• [Prompt]
Print the data exactly. Pictures stay out.

:: Given data ::

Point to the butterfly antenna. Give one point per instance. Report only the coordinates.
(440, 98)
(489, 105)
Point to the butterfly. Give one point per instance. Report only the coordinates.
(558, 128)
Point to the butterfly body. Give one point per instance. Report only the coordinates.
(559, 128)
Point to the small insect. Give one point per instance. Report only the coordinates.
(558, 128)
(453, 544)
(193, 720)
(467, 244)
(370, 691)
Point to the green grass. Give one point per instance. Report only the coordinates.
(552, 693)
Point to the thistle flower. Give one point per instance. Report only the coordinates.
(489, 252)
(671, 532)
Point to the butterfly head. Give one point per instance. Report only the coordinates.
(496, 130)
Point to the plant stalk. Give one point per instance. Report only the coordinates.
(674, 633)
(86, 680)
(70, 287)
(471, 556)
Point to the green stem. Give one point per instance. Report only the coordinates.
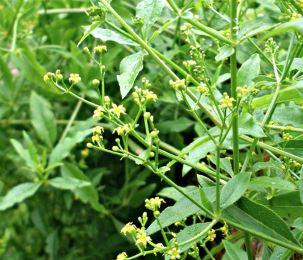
(233, 71)
(248, 246)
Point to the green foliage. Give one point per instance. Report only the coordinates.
(197, 102)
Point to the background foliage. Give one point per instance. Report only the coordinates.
(87, 196)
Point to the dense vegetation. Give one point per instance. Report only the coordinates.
(151, 129)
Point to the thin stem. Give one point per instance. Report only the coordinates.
(248, 246)
(71, 120)
(233, 71)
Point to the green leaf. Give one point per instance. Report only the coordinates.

:::

• [Solved problem]
Point to the butterfly antenna. Give one point per instance. Report only the coordinates.
(440, 98)
(489, 105)
Point to the butterfly. Give one point per instance. Report only the coordinates.
(558, 128)
Point to the butterfly body. Give one point per instance. Report only the coordinates.
(559, 128)
Point to the small insect. Give one point per instance. Report only the coordinates.
(558, 128)
(453, 544)
(193, 720)
(467, 244)
(370, 691)
Point to the green grass. Give one point per instance. Report only the coordinates.
(552, 693)
Point to the thistle flower. Give one point per instance. Report only the coordinates.
(489, 252)
(671, 532)
Point to the butterfly head. Give one point per instance. Report only the coordinates.
(496, 130)
Point to the plant stalk. Give one point per instance. Report only the coordinates.
(674, 633)
(86, 680)
(70, 287)
(471, 556)
Point to the green stem. Give one point per instance. Report only the coordinates.
(233, 71)
(248, 246)
Point to the green foliage. Give one point per instance. Report only the coordinates.
(197, 102)
Point to the background foliage. Give one point per instance. Report only the coordinates.
(87, 196)
Point to the dense vegetation. Give one point per instance. Report only the coordinates.
(151, 129)
Point to the thin stem. Give one point per instance. Report only the coordinates.
(248, 246)
(71, 120)
(233, 71)
Point to the green leaf. Give one point per instance. Report only the coordinates.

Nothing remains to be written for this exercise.